Data shown
========================================================================

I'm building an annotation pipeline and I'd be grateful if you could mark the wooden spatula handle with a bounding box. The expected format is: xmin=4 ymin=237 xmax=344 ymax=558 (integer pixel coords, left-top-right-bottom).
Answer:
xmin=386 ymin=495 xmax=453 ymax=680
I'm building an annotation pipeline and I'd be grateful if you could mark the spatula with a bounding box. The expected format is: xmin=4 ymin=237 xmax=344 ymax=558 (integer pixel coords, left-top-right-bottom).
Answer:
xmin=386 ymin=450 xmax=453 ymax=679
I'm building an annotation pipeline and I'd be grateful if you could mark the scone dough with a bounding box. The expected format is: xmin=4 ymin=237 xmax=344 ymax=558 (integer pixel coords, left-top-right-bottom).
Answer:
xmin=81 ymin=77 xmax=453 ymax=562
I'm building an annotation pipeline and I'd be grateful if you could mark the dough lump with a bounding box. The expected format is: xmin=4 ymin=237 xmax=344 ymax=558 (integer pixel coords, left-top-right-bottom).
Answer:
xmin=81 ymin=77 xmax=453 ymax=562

========================================================================

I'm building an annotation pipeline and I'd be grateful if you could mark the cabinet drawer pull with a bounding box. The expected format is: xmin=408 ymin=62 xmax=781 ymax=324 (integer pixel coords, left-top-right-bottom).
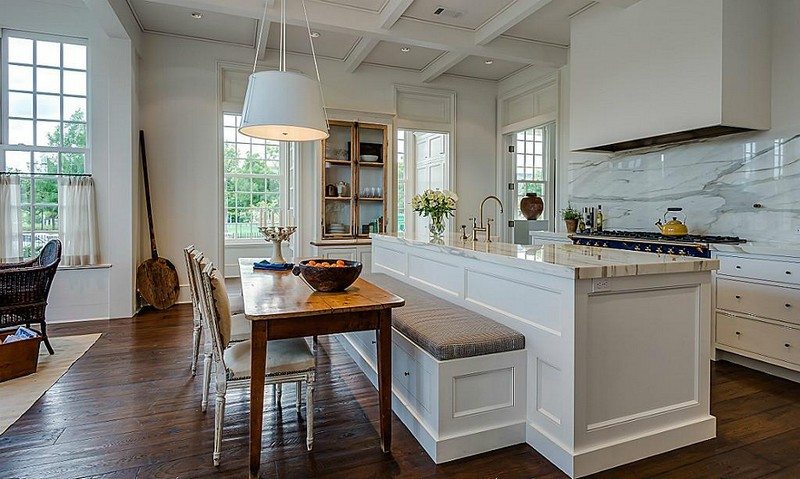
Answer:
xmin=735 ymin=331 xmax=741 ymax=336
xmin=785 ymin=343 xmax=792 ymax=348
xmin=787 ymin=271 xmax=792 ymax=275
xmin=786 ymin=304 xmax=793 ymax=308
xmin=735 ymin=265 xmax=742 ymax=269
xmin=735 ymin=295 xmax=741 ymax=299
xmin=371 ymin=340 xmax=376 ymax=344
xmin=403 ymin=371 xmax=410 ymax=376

========================================================================

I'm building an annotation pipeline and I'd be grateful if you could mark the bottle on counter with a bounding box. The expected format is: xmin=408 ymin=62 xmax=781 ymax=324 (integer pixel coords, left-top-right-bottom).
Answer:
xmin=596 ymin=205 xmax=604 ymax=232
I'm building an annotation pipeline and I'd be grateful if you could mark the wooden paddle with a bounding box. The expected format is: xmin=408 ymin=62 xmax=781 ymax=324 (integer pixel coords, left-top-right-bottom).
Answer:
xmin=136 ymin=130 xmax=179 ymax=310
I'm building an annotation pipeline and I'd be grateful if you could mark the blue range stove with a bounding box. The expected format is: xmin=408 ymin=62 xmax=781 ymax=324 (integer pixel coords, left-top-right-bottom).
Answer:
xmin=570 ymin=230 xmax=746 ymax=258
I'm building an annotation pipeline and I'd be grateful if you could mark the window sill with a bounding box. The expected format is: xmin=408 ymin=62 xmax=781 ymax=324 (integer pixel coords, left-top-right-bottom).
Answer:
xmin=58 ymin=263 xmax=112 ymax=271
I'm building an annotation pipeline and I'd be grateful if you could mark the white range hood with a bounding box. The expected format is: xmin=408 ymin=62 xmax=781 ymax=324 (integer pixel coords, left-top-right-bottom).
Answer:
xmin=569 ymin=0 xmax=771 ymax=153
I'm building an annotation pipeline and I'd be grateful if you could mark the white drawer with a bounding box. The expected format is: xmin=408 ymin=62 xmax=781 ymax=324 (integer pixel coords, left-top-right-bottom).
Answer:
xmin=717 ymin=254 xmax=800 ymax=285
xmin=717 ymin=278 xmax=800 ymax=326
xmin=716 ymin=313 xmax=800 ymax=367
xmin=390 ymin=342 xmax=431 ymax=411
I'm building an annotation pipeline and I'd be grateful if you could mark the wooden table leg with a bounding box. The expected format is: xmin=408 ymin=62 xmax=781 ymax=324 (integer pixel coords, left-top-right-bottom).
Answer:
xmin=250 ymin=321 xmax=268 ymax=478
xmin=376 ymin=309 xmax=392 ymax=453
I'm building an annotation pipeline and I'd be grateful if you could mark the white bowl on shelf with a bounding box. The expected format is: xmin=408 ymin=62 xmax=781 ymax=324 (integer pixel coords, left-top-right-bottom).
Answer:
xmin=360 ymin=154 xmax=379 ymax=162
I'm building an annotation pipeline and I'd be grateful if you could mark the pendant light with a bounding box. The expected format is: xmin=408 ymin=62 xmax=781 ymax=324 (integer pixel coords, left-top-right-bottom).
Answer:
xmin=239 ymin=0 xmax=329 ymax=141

========================================================================

In the material above, find the lines that contain "range" and show them.

Output of the task
I'm building an annotation pipeline and I'd be grateful if you could mark the blue range stove with a bounding box. The expected format is: xmin=408 ymin=62 xmax=781 ymax=324 (integer pixel coords, left-top-right-bottom).
I'm building an annotation pipeline and I'd be grateful if you could mark the white range hood with a bounding box. The expected format is: xmin=408 ymin=62 xmax=781 ymax=324 (integer pixel coords, left-top-right-bottom).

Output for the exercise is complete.